**Extracted entries**.
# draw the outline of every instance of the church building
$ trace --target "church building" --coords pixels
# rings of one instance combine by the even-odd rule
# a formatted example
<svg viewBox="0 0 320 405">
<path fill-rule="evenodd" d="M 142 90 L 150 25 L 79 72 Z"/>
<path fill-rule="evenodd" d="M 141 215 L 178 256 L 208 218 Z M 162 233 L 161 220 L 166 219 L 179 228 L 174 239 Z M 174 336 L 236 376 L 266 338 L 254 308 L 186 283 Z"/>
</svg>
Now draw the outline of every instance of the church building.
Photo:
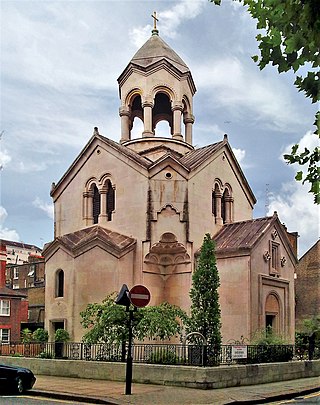
<svg viewBox="0 0 320 405">
<path fill-rule="evenodd" d="M 250 339 L 268 325 L 292 341 L 292 235 L 276 214 L 252 218 L 256 199 L 226 135 L 193 146 L 195 83 L 156 26 L 118 83 L 119 142 L 95 128 L 52 185 L 54 240 L 43 251 L 51 339 L 62 327 L 80 341 L 80 312 L 123 284 L 145 285 L 150 305 L 167 301 L 189 311 L 197 253 L 210 233 L 223 343 Z M 143 131 L 133 139 L 135 120 Z M 161 121 L 170 129 L 156 136 Z"/>
</svg>

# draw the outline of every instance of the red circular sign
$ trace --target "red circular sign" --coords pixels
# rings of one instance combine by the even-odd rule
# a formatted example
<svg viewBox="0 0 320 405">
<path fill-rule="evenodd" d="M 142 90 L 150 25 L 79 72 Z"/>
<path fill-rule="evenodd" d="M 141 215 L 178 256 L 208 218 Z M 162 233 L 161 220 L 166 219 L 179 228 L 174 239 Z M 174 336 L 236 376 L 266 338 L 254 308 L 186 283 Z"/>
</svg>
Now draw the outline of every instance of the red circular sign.
<svg viewBox="0 0 320 405">
<path fill-rule="evenodd" d="M 150 302 L 150 291 L 144 285 L 135 285 L 129 291 L 131 304 L 135 307 L 142 308 Z"/>
</svg>

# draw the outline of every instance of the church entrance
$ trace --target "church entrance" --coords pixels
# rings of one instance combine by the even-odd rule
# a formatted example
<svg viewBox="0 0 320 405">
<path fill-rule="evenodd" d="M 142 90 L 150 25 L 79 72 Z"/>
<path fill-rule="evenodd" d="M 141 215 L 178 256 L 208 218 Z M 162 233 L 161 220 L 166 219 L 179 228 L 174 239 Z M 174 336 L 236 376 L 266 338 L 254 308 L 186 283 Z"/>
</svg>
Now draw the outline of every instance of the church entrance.
<svg viewBox="0 0 320 405">
<path fill-rule="evenodd" d="M 269 294 L 265 306 L 265 328 L 267 333 L 280 332 L 280 306 L 278 298 Z"/>
</svg>

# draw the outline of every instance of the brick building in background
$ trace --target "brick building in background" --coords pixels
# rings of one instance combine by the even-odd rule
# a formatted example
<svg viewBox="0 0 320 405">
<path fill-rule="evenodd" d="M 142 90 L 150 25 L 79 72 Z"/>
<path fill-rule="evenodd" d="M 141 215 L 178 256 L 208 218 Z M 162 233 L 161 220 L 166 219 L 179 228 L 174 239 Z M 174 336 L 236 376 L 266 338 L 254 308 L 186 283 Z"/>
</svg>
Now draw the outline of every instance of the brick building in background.
<svg viewBox="0 0 320 405">
<path fill-rule="evenodd" d="M 0 244 L 0 343 L 20 341 L 21 323 L 27 319 L 27 295 L 6 287 L 6 246 Z"/>
<path fill-rule="evenodd" d="M 1 244 L 6 246 L 7 265 L 28 263 L 30 255 L 41 256 L 41 249 L 38 246 L 4 239 L 1 239 Z"/>
<path fill-rule="evenodd" d="M 41 251 L 29 253 L 24 264 L 7 264 L 6 286 L 19 290 L 28 297 L 28 318 L 22 323 L 21 329 L 31 331 L 44 327 L 44 258 Z"/>
<path fill-rule="evenodd" d="M 320 241 L 299 260 L 296 268 L 296 328 L 304 319 L 320 315 Z"/>
</svg>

**The task**. Render every line of the records above as a JSON list of strings, with one string per line and blank lines omitted. Leave the pictures out of the result.

**Result of the task**.
[
  "# draw the outline of every instance of the church building",
  "$ trace --target \"church building\" --coords pixels",
  "# rings of one instance combine by the even-odd rule",
  "# a formatted example",
  "<svg viewBox=\"0 0 320 405\">",
  "<path fill-rule=\"evenodd\" d=\"M 142 90 L 150 25 L 79 72 Z\"/>",
  "<path fill-rule=\"evenodd\" d=\"M 141 215 L 178 256 L 208 218 Z M 162 233 L 161 220 L 166 219 L 179 228 L 174 239 Z M 174 336 L 236 376 L 266 338 L 254 308 L 186 283 Z\"/>",
  "</svg>",
  "Now draw the outline of every instance of the church building.",
  "Photo:",
  "<svg viewBox=\"0 0 320 405\">",
  "<path fill-rule=\"evenodd\" d=\"M 250 339 L 268 325 L 292 341 L 292 235 L 276 214 L 252 218 L 256 199 L 226 135 L 193 146 L 195 83 L 156 26 L 118 83 L 119 142 L 95 128 L 52 185 L 54 240 L 43 251 L 51 339 L 62 327 L 80 341 L 80 312 L 123 284 L 145 285 L 150 305 L 167 301 L 189 311 L 197 253 L 210 233 L 223 343 Z M 143 131 L 133 139 L 135 120 Z M 161 121 L 170 129 L 156 136 Z\"/>",
  "</svg>",
  "# draw the outline of every instance of the red circular sign",
  "$ trace --target \"red circular sign\" --coords pixels",
  "# rings of one instance combine by the even-odd rule",
  "# a formatted example",
  "<svg viewBox=\"0 0 320 405\">",
  "<path fill-rule=\"evenodd\" d=\"M 142 90 L 150 25 L 79 72 Z\"/>",
  "<path fill-rule=\"evenodd\" d=\"M 141 215 L 178 256 L 208 218 Z M 162 233 L 161 220 L 166 219 L 179 228 L 174 239 Z M 174 336 L 236 376 L 266 338 L 254 308 L 186 283 Z\"/>",
  "</svg>",
  "Now draw the outline of every instance of the red circular sign.",
  "<svg viewBox=\"0 0 320 405\">",
  "<path fill-rule=\"evenodd\" d=\"M 150 302 L 150 291 L 144 285 L 135 285 L 129 291 L 131 304 L 135 307 L 142 308 Z\"/>",
  "</svg>",
  "# draw the outline of every instance of the church entrance",
  "$ trace --target \"church entrance\" --coords pixels",
  "# rings of one instance combine by the even-odd rule",
  "# a formatted example",
  "<svg viewBox=\"0 0 320 405\">",
  "<path fill-rule=\"evenodd\" d=\"M 142 90 L 150 25 L 79 72 Z\"/>",
  "<path fill-rule=\"evenodd\" d=\"M 141 215 L 178 256 L 208 218 Z M 162 233 L 161 220 L 166 219 L 179 228 L 174 239 Z M 174 336 L 236 376 L 266 338 L 254 308 L 186 283 Z\"/>",
  "</svg>",
  "Now draw the outline of every instance of the church entrance.",
  "<svg viewBox=\"0 0 320 405\">",
  "<path fill-rule=\"evenodd\" d=\"M 269 294 L 265 306 L 265 328 L 267 333 L 280 332 L 280 306 L 278 298 Z\"/>",
  "</svg>",
  "# draw the outline of every instance of the brick building in background",
  "$ trace --target \"brick building in background\" --coords pixels",
  "# rings of one instance combine by the even-odd rule",
  "# a formatted example",
  "<svg viewBox=\"0 0 320 405\">",
  "<path fill-rule=\"evenodd\" d=\"M 142 90 L 150 25 L 79 72 Z\"/>",
  "<path fill-rule=\"evenodd\" d=\"M 141 215 L 178 256 L 208 218 Z M 162 233 L 161 220 L 166 219 L 179 228 L 174 239 Z M 174 336 L 236 376 L 266 338 L 254 308 L 186 283 Z\"/>",
  "</svg>",
  "Now draw the outline of every instance of the brick building in background.",
  "<svg viewBox=\"0 0 320 405\">",
  "<path fill-rule=\"evenodd\" d=\"M 0 244 L 0 343 L 20 341 L 21 323 L 27 319 L 27 295 L 6 287 L 6 246 Z\"/>",
  "<path fill-rule=\"evenodd\" d=\"M 1 244 L 6 246 L 7 265 L 28 263 L 30 255 L 41 256 L 41 249 L 38 246 L 4 239 L 1 239 Z\"/>",
  "<path fill-rule=\"evenodd\" d=\"M 41 251 L 29 253 L 24 264 L 7 264 L 6 286 L 19 290 L 28 297 L 28 318 L 22 323 L 21 329 L 31 331 L 44 327 L 44 258 Z\"/>",
  "<path fill-rule=\"evenodd\" d=\"M 320 241 L 299 260 L 296 268 L 296 328 L 304 319 L 320 315 Z\"/>",
  "</svg>"
]